Dem aufgrund des §41 Abs3 StPO ergehenden Beschluß, wonach einem Beschuldigten ein Amtsverteidiger beigegeben wird, kommt für das vor dem Ausschuß der Rechtsanwaltskammer zu führende Bestellungsverfahren Tatbestandswirkung zu und es ist dem Ausschuß der Rechtsanwaltskammer verwehrt, in diesem Verfahren das Vorliegen der Voraussetzungen für die Beigebung eines Amtsverteidigers selbständig zu beurteilen oder zu überprüfen. Der zweite Satz des §41 Abs3 StPO war daher bei Erlassung des im Anlaßverfahren angefochtenen Bescheides nicht anzuwenden; auch der Verfassungsgerichtshof hätte diese Bestimmung bei Beurteilung der an ihn gerichteten Beschwerde nicht anzuwenden.
Die Wortfolge "Hat das Gericht die Beigebung eines Rechtsanwalts beschlossen oder" sowie das Wort "solche" im §45 Abs1 RAO idF des BG BGBl 383/1983 werden als verfassungswidrig aufgehoben.
Die mit den in Prüfung gezogenen Teilen des §45 Abs1 RAO geschaffene Rechtslage führt dazu, daß Amtsverteidiger in geradezu typischen Fällen, für die eine notwendige Verteidigung vorgesehen ist, mit dem Risiko der Uneinbringlichkeit der ihnen im Zuge der Verteidigung entstehenden Kosten belastet werden. Daß sich dieses Kostenrisiko nicht in allen Fällen zu Lasten des bestellten Amtsverteidigers auswirkt, macht diese Fälle keineswegs zu Härtefällen, die unter dem Aspekt des Gleichheitssatzes in Kauf genommen werden können.

= GELIEFERTE EINTRÄGE =
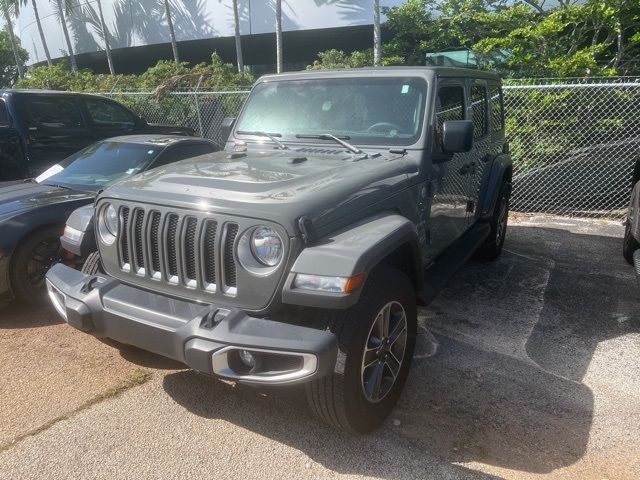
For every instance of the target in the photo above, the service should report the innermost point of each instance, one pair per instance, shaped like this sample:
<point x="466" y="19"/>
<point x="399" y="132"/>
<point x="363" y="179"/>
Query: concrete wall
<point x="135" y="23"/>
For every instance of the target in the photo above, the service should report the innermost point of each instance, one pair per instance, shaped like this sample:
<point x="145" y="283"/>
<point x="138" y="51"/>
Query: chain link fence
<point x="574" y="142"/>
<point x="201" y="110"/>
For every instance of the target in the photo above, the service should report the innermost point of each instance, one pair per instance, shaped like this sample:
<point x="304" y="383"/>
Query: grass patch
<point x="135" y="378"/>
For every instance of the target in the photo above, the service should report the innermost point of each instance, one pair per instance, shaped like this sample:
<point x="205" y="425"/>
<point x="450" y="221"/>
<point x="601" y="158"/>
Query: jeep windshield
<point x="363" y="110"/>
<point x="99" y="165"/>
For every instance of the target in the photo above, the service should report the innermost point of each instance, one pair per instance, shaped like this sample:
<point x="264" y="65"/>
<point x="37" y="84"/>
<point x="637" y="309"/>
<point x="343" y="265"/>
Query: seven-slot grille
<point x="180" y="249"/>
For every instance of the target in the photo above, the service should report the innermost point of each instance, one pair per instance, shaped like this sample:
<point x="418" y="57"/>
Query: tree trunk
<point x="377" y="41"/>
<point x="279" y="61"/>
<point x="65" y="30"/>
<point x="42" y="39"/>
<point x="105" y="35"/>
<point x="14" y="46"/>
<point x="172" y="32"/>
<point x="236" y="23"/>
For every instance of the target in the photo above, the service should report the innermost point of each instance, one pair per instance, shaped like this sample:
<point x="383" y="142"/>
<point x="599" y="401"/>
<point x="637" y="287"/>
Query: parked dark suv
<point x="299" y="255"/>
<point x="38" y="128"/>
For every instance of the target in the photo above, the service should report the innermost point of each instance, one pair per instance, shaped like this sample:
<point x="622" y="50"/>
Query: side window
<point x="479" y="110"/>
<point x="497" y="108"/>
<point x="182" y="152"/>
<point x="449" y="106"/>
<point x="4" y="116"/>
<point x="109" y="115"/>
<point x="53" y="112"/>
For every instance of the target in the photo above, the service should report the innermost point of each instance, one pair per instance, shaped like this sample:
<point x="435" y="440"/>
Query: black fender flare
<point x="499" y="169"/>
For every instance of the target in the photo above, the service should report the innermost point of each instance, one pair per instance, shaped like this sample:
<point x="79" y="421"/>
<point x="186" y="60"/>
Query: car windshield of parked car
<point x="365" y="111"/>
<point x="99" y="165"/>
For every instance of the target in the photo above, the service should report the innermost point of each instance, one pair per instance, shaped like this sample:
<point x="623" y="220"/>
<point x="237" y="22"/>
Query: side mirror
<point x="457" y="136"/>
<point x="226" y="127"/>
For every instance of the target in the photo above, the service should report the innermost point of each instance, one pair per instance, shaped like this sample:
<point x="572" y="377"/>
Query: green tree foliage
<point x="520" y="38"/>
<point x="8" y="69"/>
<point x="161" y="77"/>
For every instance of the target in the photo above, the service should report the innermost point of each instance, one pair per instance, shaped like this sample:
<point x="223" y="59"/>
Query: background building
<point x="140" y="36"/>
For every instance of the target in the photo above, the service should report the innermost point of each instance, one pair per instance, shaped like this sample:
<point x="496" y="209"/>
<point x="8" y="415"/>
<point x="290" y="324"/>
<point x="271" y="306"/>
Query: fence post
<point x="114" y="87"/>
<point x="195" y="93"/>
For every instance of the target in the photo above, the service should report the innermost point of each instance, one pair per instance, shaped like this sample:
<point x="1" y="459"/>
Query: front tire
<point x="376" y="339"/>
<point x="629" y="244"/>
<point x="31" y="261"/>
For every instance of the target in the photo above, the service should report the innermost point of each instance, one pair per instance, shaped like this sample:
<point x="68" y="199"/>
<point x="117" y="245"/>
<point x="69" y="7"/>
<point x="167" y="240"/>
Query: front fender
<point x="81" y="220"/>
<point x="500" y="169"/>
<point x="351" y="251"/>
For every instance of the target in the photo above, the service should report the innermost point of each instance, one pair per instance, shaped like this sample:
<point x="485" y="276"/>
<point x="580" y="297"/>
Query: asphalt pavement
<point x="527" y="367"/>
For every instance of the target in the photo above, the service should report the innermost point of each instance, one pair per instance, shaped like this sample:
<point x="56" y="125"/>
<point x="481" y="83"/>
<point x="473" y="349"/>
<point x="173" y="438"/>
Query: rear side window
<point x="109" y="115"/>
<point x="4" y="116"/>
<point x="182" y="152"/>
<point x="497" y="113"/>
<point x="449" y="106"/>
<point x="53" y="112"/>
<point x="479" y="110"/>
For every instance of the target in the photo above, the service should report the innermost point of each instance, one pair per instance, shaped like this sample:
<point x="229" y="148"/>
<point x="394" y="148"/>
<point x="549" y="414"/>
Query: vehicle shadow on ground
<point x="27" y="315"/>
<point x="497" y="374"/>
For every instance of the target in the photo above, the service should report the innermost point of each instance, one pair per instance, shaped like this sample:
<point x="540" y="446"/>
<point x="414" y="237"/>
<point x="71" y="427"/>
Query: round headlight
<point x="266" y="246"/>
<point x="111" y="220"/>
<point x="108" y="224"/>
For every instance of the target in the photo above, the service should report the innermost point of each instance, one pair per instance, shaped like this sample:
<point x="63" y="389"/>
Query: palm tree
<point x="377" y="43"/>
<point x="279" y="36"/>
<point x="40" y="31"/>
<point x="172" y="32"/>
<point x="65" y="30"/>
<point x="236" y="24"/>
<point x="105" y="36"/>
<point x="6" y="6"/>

= AUFGABE =
Zitiere aus dem Auszug über Amtsverteidiger wortgetreu die Passage, die bei den Worten „Dem aufgrund des“ einsetzt und nach „Beschwerde nicht anzuwenden.“ aufhört.

= ERGEBNIS =
Dem aufgrund des §41 Abs3 StPO ergehenden Beschluß, wonach einem Beschuldigten ein Amtsverteidiger beigegeben wird, kommt für das vor dem Ausschuß der Rechtsanwaltskammer zu führende Bestellungsverfahren Tatbestandswirkung zu und es ist dem Ausschuß der Rechtsanwaltskammer verwehrt, in diesem Verfahren das Vorliegen der Voraussetzungen für die Beigebung eines Amtsverteidigers selbständig zu beurteilen oder zu überprüfen. Der zweite Satz des §41 Abs3 StPO war daher bei Erlassung des im Anlaßverfahren angefochtenen Bescheides nicht anzuwenden; auch der Verfassungsgerichtshof hätte diese Bestimmung bei Beurteilung der an ihn gerichteten Beschwerde nicht anzuwenden.